--- Exercise ---
Print the passage on infrastructure and imagination word for word, starting with "Anna Castro from" and going on through "off the page.".

#### Page text

Nikko Viquiera from Race Forward added a grounding point: imagination without action is just delusion. Naming and posting aren’t enough – dreams require steps.
Infrastructure Shapes What Imagination Can Actually Do
Rinku Sen from Narrative Initiative grounded the conversation by discussing infrastructure – not in an abstract policy sense, but in terms of what allows imagination to become reality. We at IISC wrote about the importance of infrastructure a few months ago here. Infrastructure is not only organizations or reports. It’s people’s stories, their capacity, their confidence, their relationships. It’s whether everyday people (not only professionals) have what they need to share narratives that matter.
Jennifer Ng’andu from the Robert Wood Johnson Foundation added that infrastructure also includes trust, support for leaders who are under-resourced or targeted, and the relational glue that keeps movements going.
Anna Castro from the Transgender Law Center reminded us that infrastructure isn’t just the bones, it’s the joints. It’s what makes movement possible. And she pointed out that the South has been living with disinvestment long before national headlines caught up. Southern organizers have had to imagine new solutions out of necessity, and there’s a lot to learn from that.
Together, these points made something clear: imagination is powerful, but it needs structure. Without infrastructure, imagination never makes it off the page.
The Hope Gap: When People Support Change but Don’t Believe It’s Possible
One of the clearest connections between imagination and political power came from folks I deeply admire: the BLIS Collective. Their workshop introduced the Hope Gap, the distance between what people support and what they believe is achievable.
Their research shows major gaps in belief:
76% of Black Americans support reparations, but only 21.5% believe it can realistically happen.

########
#### Given entries

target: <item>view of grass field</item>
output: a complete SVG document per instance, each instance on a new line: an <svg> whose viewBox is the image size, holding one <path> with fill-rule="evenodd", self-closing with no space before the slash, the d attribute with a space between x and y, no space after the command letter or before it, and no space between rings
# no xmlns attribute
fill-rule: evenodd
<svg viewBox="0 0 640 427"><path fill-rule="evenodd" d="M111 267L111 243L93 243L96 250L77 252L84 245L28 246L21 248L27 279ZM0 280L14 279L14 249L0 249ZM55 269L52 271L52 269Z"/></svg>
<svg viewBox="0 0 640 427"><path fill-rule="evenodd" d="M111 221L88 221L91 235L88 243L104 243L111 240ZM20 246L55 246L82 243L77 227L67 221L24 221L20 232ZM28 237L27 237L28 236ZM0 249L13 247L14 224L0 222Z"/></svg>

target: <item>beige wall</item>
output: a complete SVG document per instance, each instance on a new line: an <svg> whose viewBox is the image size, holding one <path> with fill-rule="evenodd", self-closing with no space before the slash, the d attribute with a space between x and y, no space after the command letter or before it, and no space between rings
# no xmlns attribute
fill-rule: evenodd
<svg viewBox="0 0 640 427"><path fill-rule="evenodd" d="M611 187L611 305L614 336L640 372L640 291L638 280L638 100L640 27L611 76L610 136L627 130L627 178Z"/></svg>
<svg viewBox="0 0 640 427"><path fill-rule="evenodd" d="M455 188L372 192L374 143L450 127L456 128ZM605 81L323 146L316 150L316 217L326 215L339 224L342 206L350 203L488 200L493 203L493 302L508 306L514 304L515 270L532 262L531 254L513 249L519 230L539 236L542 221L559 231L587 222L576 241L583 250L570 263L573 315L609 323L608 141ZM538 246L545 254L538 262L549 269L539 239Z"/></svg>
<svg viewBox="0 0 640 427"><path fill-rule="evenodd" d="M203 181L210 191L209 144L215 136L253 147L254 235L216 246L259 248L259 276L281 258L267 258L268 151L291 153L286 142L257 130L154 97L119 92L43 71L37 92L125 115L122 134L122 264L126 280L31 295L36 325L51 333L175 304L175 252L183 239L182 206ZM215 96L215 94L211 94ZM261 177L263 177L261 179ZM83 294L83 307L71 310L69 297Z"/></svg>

########
#### Given entries

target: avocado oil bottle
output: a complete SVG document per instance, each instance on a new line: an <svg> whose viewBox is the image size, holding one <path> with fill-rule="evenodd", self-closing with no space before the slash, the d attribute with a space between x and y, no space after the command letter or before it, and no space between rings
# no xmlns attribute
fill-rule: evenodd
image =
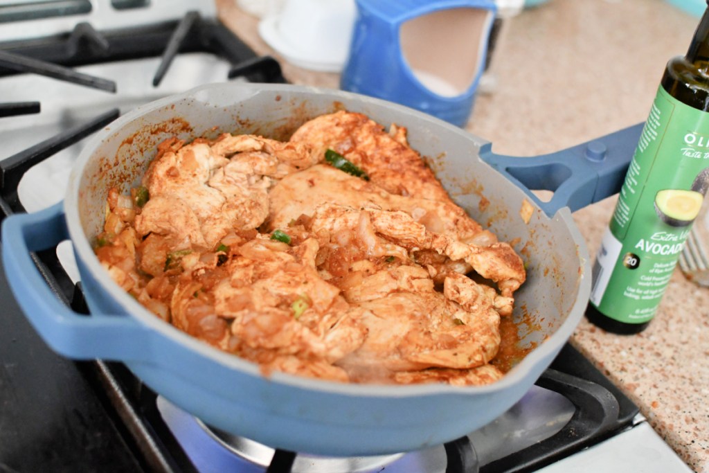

########

--- Written answer ---
Anna Castro from the Transgender Law Center reminded us that infrastructure isn’t just the bones, it’s the joints. It’s what makes movement possible. And she pointed out that the South has been living with disinvestment long before national headlines caught up. Southern organizers have had to imagine new solutions out of necessity, and there’s a lot to learn from that.
Together, these points made something clear: imagination is powerful, but it needs structure. Without infrastructure, imagination never makes it off the page.